:: EXERCISE AIM ::
Go through the records below and return each line that has "image" in it.

:: LISTED ENTRIES ::
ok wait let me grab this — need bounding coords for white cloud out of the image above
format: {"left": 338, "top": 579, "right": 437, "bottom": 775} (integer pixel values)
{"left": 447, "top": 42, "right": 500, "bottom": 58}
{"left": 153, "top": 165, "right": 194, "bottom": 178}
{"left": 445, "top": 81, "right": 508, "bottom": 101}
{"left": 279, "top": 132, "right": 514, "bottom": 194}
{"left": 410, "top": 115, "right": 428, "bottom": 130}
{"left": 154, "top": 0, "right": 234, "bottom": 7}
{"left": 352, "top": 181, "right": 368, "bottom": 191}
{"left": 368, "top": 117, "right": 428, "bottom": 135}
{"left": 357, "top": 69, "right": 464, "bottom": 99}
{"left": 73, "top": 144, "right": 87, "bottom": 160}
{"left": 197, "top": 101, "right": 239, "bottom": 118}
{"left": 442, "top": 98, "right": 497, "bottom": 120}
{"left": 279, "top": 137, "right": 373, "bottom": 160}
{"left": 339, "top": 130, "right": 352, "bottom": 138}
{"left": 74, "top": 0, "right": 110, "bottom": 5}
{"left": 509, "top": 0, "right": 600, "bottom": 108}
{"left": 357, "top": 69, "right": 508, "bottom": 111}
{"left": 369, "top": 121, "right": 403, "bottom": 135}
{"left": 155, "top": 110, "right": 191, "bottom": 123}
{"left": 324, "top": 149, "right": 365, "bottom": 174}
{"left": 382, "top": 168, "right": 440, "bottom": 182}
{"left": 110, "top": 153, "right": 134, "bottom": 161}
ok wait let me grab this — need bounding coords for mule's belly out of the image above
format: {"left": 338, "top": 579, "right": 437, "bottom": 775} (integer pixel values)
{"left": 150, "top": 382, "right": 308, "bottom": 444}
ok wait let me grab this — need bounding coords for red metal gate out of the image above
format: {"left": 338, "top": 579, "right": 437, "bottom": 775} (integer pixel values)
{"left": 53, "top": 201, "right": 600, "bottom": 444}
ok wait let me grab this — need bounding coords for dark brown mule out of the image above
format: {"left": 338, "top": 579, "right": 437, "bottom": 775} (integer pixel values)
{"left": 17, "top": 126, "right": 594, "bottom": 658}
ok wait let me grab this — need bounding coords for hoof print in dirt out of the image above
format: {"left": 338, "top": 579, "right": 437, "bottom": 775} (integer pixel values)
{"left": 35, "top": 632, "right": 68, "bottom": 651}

:: EXPECTED ANSWER ::
ok wait let me grab this — need bounding coords for white cloud out of the image above
ok wait let me grab this — need bounding coords for mule's belly out of the image above
ok wait let me grab this — need bounding coords for red metal gate out of the image above
ok wait let me grab this — need bounding coords for dark brown mule out of the image above
ok wait let me grab this — need bounding coords for hoof print in dirt out of the image above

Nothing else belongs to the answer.